Die Tausenden von Schweizer Frauen, die angesichts der Not bereitwillig Kinder für kürzere oder längere Zeit in ihre Familien aufnahmen, müssen an dieser Stelle erwähnt werden. Kein einziges Hilfswerk hätte ohne deren Grossherzigkeit Hilfe realisieren können. Immerhin konnten während des Kriegs rund 60’000 Kinder vorübergehend für einen Erholungsaufenthalt oder für längere Zeit in die Schweiz einreisen.
Geheime Adressen und Unterschlupfmöglichkeiten
Wenn schon die Hilfe für die Kinderflüchtlinge trotz der Hilfsbereitschaft in der Bevölkerung und trotz der offiziellen Zustimmung nur gegen grosse Hindernisse zu realisieren war, so war die Hilfe an die erwachsenen Flüchtlinge noch um ein Vielfaches erschwerter. Die offizielle Politik des Bundesrates war offen antisemitisch. Nach dem Anschluss Österreichs an Deutschland am 12. März 1938 erliess Heinrich Rothmund, der Chef der Eidgenössichen Fremdenpolizei, die Weisung, Menschen mit deutschen, tschechoslowakischen und ungarischen Pässen, die “wahrscheinlich” jüdisch seien, zurückzuweisen; Anfang Oktober führte die Schweiz den JStempel ein. Ein Jahr später, unmittelbar nach dem Einmarsch Hitlers in die Tschechoslowakei, auf den wenige Monate später die Besetzung Polens folgte, erliess die Fremdenpolizei die Weisung, dass alle illegal eingereisten Ausländer und Ausländerinnen sofort in ihr Herkunftsland auszuschaffen seien. Während der Kriegsjahre wurden gemäss offiziellen Zahlen gegen 10’000 Flüchtlinge an der Grenze zurückgewiesen; tatsächlich waren es wohl sehr viel mehr. Diejenigen, denen es trotzdem gelang, sich über die Schweizer Grenze in vorläufige Sicherheit zu bringen, bedurften eines Notlagers, Kleider und warmer Mahlzeit, Papiere und Geld zur Weiterreise. Anna Elisabeth OttMarti, die im Zürcher Friesenbergquartier aufwuchs und die später zur grossen Kennerin tibetischer Flüchtlingsschicksale wurde, erinnert sich, wie bei ihnen zu Hause nachts nie die Haustür geschlossen war, wie sie jeden Morgen als Kind jemanden auf dem Lager vorfand, der auf geheimen Wegen aus Deutschland, Österreich oder Italien in die Schweiz gelangt war, sich in einem der kleinen Genossenschaftshäuser versteckte und eines Nachts wieder verschwand. Die Adressen der ungezählten Unterschlüpfe überall in der Schweiz, im Jura, in der Gegend von Genf, Basel und Schaffhausen ebenso wie in den grösseren Städten wurden auf geheime Weise immer wieder den hilfebedürftigen Flüchtenden zugespielt. Eine der wichtigen Adressen unter vielen waren auch, in Zürich, Alice Valangin und Vladimir Rosenbaum sowie Emmi Oprecht und ihr Mann Emil Oprecht, die sich unentwegt für Hilfesuchende, insbesondere für verfemte und verfolgte Schriftstellerinnen und Schriftsteller einsetzten.

**AUFGABE A**.
Fasse den Text über die Flüchtlingshilfe in der Schweiz in zwei Sätzen zusammen.

**QUELLZEILEN**.
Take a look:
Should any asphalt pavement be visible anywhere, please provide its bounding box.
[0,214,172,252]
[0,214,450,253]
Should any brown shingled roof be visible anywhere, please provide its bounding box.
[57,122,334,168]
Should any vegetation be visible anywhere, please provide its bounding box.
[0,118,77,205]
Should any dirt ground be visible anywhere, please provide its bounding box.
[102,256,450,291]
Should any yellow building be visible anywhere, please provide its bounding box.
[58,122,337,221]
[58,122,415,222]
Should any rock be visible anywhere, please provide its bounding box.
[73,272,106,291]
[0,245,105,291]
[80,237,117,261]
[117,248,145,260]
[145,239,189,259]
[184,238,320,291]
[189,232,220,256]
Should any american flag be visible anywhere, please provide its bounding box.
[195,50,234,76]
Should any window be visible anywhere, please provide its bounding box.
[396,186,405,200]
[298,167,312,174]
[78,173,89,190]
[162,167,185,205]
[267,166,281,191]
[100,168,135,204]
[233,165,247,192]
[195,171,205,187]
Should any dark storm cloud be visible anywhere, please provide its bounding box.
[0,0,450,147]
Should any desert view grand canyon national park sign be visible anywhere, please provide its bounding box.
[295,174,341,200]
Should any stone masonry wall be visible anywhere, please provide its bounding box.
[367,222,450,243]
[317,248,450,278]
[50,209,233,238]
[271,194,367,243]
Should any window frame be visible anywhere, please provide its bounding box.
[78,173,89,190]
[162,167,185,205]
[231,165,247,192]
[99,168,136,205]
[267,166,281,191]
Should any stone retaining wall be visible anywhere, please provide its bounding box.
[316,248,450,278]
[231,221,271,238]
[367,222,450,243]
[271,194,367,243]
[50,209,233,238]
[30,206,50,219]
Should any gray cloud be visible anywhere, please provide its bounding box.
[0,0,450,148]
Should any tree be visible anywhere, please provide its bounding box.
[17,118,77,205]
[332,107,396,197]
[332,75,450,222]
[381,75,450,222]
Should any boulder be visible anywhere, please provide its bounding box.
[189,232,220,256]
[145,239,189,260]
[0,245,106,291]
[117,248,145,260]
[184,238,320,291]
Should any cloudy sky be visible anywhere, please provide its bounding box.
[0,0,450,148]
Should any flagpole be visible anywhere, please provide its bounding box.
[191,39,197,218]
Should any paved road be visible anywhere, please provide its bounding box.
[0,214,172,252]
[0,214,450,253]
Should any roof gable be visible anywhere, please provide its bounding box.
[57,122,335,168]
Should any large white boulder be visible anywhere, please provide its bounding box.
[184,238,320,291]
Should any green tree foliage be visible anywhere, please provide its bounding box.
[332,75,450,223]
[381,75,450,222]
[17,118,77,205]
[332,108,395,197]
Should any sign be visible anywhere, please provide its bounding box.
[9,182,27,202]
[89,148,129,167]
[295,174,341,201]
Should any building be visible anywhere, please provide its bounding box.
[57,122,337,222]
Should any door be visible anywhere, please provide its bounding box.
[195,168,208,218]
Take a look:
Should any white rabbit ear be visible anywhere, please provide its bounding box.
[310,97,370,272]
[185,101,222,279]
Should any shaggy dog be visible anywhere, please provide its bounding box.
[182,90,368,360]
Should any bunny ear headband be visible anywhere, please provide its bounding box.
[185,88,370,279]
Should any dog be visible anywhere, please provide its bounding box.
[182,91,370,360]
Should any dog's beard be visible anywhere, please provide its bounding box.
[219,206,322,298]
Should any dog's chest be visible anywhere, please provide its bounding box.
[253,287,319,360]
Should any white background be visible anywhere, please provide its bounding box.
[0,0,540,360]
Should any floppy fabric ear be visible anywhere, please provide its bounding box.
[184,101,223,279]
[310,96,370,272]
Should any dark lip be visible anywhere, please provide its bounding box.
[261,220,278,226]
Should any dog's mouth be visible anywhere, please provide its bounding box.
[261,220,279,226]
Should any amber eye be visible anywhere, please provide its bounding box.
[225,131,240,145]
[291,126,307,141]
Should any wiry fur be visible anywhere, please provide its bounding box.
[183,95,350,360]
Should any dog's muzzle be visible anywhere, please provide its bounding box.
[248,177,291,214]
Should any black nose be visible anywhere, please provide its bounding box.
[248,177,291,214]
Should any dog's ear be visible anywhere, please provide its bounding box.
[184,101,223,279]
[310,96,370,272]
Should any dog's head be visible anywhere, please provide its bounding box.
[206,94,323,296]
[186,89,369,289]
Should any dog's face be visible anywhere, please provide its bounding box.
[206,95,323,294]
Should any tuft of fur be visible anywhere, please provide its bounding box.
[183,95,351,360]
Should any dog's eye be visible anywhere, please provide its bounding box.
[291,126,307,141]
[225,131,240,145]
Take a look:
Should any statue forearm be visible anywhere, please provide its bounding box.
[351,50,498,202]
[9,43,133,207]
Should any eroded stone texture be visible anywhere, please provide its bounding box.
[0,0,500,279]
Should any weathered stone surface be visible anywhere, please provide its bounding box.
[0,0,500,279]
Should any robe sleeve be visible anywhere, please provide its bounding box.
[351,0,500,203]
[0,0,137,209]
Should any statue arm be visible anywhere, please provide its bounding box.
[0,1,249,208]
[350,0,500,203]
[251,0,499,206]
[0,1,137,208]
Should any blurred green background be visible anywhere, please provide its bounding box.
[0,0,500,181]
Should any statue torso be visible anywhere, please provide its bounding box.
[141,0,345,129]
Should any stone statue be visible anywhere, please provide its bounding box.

**AUFGABE B**.
Gib die Zeilen nach dem Text wörtlich wieder, beginnend mit der Zeile, die „Should any blurred“ enthält, bis einschließlich der letzten dieser Zeilen.

**VOLLSTÄNDIGE LÖSUNG A**.
Ohne die Tausenden Schweizer Frauen, die Kinder in ihre Familien aufnahmen, hätte kein Hilfswerk helfen können, und während des Kriegs kamen rund 60’000 Kinder vorübergehend oder für längere Zeit in die Schweiz. Die Hilfe für erwachsene Flüchtlinge war wegen der offen antisemitischen Politik des Bundesrates noch weit schwieriger, doch wurden Flüchtenden auf geheimen Wegen Adressen von Unterschlüpfen in der ganzen Schweiz zugespielt, in Zürich etwa bei Alice Valangin und Vladimir Rosenbaum sowie bei Emmi und Emil Oprecht.

**VOLLSTÄNDIGE LÖSUNG B**.
Should any blurred green background be visible anywhere, please provide its bounding box.
[0,0,500,181]
Should any statue torso be visible anywhere, please provide its bounding box.
[141,0,345,129]
Should any stone statue be visible anywhere, please provide its bounding box.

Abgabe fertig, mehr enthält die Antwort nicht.